[Provided material]

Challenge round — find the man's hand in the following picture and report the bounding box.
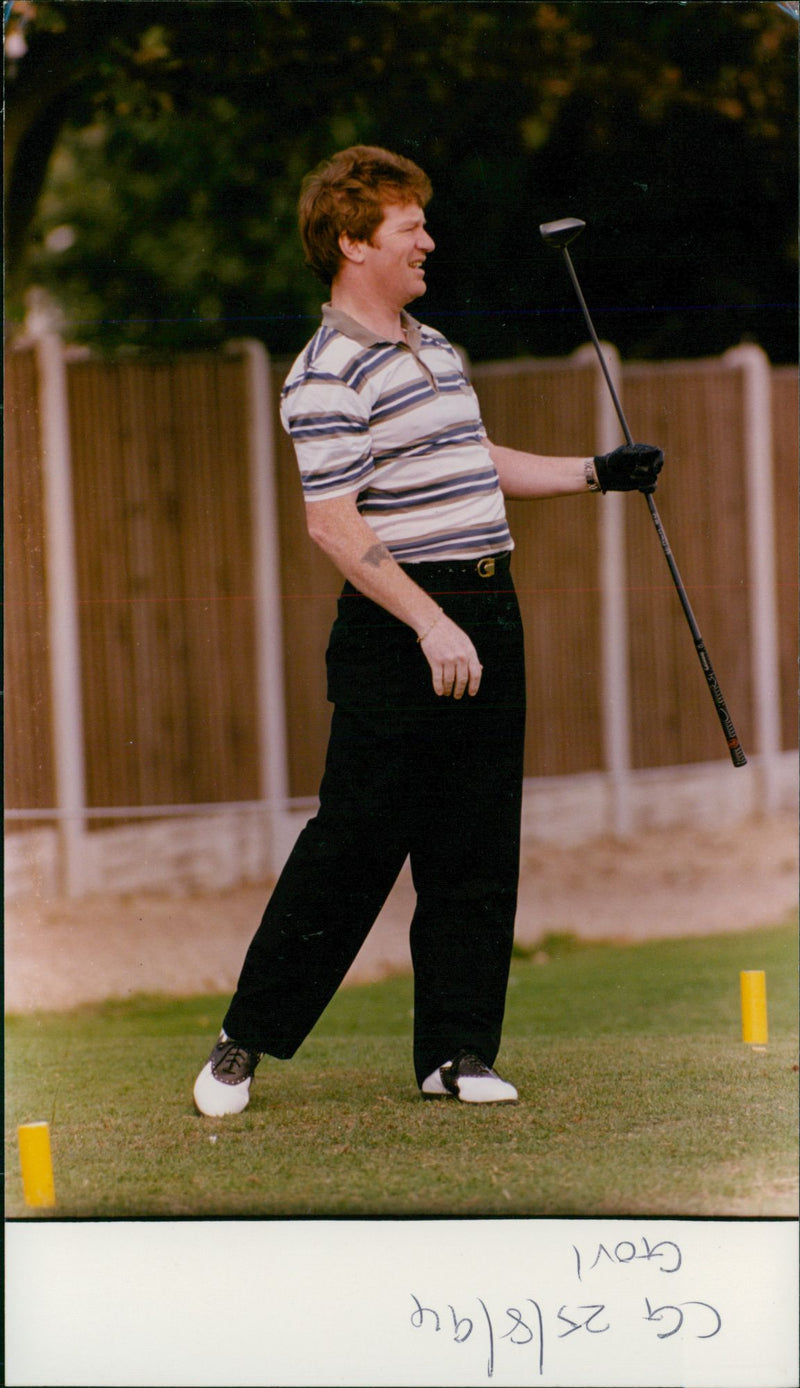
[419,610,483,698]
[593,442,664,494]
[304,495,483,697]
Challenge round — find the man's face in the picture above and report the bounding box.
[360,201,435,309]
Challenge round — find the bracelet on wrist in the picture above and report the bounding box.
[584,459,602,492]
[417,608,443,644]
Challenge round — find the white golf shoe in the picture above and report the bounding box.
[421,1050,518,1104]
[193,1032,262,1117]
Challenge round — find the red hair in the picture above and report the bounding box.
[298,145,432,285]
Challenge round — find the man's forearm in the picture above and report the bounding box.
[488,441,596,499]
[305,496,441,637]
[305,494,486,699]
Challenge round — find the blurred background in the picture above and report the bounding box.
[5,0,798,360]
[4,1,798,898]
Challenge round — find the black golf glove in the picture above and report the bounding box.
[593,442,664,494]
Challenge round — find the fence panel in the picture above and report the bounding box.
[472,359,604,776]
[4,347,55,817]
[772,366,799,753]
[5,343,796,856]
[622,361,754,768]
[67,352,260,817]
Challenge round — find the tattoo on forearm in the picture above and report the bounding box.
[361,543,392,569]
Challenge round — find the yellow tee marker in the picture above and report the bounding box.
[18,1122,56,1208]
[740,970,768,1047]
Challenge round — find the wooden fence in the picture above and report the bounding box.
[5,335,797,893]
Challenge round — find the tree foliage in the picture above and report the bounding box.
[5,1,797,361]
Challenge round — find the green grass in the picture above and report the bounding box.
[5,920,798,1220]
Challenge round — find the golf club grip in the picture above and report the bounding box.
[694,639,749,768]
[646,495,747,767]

[/Provided material]

Repeat each line, unchanged, from the line that contains "Challenge round — find the green" to the end of the listing above.

Challenge round — find the green grass in the picture above and report the bounding box.
[5,920,798,1220]
Challenge round — find the golf club grip in the picture above and report the bounding box.
[694,639,749,768]
[646,495,747,767]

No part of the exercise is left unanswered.